> [To do]: Change every "pink shorts" in the lines below to "green shorts", and reproduce the lines otherwise unaltered.

Excerpts of bounding box data:

--- Start ---

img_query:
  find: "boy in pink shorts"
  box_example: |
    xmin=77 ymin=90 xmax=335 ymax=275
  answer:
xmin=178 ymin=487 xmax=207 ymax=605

--- End ---

> [In response]:
img_query:
  find: "boy in green shorts"
  box_example: |
    xmin=77 ymin=90 xmax=335 ymax=275
  answer:
xmin=178 ymin=487 xmax=207 ymax=605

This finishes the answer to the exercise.